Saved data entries
▼

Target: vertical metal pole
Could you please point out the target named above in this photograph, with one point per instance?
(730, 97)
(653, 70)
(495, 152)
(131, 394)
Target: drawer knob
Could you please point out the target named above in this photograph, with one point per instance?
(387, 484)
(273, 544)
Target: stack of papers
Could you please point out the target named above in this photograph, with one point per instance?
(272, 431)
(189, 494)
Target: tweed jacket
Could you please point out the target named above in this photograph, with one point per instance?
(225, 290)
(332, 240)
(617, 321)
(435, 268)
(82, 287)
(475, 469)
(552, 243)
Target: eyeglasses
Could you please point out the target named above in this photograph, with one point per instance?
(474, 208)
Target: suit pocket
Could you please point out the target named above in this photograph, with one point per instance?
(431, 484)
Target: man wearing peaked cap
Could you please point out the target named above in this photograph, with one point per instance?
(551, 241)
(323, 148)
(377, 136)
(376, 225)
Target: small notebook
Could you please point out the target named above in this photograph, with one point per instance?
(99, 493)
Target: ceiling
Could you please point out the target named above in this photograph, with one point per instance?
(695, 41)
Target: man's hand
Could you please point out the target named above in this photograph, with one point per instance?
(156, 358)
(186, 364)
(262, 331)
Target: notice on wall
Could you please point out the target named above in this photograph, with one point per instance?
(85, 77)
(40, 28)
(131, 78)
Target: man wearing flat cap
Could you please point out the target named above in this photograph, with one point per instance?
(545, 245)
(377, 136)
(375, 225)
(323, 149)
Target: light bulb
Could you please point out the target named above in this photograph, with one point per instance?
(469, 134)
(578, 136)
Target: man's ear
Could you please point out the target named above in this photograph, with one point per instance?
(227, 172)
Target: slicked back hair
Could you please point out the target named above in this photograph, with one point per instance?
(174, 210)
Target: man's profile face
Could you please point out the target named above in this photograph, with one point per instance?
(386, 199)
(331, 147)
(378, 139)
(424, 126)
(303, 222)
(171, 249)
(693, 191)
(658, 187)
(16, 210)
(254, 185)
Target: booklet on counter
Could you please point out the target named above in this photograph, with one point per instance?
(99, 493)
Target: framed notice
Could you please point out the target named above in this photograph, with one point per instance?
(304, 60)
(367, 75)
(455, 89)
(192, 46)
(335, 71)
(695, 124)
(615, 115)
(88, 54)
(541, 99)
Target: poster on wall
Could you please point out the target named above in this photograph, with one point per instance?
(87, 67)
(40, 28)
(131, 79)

▲
▼

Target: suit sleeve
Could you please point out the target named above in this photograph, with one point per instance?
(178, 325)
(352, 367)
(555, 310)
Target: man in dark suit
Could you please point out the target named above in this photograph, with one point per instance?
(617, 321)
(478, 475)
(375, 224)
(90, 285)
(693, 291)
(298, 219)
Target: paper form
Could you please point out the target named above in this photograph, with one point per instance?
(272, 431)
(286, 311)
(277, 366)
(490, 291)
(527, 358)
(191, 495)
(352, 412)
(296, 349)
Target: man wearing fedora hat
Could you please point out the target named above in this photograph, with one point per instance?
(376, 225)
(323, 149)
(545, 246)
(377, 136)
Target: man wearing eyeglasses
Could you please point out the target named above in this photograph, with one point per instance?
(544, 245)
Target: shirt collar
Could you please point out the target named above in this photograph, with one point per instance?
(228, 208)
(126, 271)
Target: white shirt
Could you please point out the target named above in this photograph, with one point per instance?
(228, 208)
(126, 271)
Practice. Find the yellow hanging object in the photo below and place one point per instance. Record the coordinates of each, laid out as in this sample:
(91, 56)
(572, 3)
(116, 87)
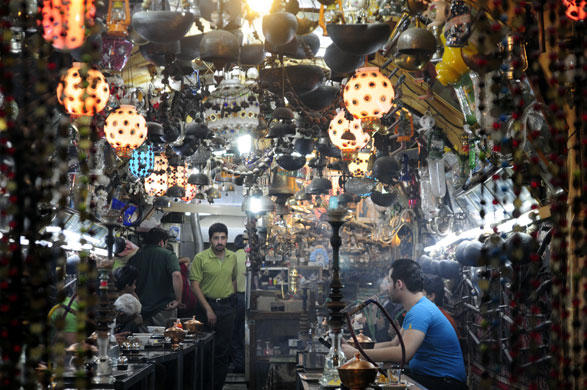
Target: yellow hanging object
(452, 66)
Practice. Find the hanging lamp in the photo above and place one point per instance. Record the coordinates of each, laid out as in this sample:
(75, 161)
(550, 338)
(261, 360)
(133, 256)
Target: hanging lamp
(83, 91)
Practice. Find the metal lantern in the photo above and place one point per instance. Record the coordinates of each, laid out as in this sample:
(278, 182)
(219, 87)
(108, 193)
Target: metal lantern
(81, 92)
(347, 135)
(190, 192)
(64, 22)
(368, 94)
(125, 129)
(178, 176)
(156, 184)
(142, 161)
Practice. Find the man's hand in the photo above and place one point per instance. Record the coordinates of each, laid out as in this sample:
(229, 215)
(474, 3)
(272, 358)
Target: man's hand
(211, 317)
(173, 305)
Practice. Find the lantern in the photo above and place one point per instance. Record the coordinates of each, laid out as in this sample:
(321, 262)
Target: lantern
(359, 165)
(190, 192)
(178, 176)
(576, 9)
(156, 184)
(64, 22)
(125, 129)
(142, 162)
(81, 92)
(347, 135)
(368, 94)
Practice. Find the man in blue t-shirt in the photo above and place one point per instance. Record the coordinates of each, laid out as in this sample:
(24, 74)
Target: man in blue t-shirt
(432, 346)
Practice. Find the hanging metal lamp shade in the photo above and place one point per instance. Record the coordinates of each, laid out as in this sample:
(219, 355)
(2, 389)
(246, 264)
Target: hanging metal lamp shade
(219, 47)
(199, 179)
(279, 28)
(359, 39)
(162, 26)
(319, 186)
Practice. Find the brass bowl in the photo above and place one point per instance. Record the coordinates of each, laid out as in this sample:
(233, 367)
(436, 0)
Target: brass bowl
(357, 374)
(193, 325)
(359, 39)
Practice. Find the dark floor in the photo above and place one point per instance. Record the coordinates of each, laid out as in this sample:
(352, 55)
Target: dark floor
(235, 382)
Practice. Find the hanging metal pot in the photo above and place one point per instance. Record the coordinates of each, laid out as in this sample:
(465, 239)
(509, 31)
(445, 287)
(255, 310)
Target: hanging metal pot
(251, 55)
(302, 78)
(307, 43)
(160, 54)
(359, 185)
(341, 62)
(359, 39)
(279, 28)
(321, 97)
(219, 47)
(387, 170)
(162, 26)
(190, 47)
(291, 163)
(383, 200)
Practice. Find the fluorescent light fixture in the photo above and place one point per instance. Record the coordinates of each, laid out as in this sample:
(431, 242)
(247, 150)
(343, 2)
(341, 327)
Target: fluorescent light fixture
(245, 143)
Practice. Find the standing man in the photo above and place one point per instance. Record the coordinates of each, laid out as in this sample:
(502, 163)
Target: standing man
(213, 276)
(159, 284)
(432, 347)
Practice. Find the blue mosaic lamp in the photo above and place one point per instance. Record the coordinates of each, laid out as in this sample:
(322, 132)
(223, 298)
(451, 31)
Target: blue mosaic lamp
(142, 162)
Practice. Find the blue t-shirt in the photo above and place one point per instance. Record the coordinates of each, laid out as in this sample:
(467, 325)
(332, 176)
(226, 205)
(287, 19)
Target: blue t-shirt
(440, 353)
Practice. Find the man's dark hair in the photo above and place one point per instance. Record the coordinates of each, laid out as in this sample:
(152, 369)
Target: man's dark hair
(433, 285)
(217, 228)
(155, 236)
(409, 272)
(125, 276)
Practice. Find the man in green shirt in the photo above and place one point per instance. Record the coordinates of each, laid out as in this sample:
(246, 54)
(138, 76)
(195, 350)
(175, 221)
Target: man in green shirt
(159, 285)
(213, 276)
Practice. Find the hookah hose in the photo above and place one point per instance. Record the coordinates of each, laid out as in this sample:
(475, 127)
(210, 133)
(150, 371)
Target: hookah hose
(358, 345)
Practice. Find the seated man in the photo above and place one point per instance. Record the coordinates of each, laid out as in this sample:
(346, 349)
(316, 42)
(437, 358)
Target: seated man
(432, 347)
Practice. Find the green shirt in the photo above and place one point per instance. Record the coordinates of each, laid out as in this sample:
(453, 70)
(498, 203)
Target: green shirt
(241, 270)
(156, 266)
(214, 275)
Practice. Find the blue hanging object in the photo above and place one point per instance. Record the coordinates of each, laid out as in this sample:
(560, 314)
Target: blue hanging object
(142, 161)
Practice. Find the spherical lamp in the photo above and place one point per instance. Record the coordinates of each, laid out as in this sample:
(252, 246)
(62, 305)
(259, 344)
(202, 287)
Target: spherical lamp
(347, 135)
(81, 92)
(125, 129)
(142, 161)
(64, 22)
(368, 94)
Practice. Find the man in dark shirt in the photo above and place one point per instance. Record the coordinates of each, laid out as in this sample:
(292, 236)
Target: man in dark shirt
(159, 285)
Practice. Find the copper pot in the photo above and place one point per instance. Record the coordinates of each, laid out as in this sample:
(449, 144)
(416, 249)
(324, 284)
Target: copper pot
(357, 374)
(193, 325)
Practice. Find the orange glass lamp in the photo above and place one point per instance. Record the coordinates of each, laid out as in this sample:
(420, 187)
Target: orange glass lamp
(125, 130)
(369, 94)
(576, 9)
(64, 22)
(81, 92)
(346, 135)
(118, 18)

▲

Reproduce the lines above, beginning at the line with "Target: vertical metal pole" and stopping after the line with "Target: tweed jacket", exactly as they are.

Target: vertical metal pole
Could you please point out the target named above in this photograph, with one point per instance?
(730, 97)
(653, 70)
(495, 152)
(131, 394)
Target: drawer knob
Could you please point out the target named above in this photograph, with one point per instance?
(387, 484)
(273, 544)
Target: stack of papers
Could you please point out the target named above in this photograph, with one point per instance?
(272, 431)
(189, 494)
Target: tweed jacket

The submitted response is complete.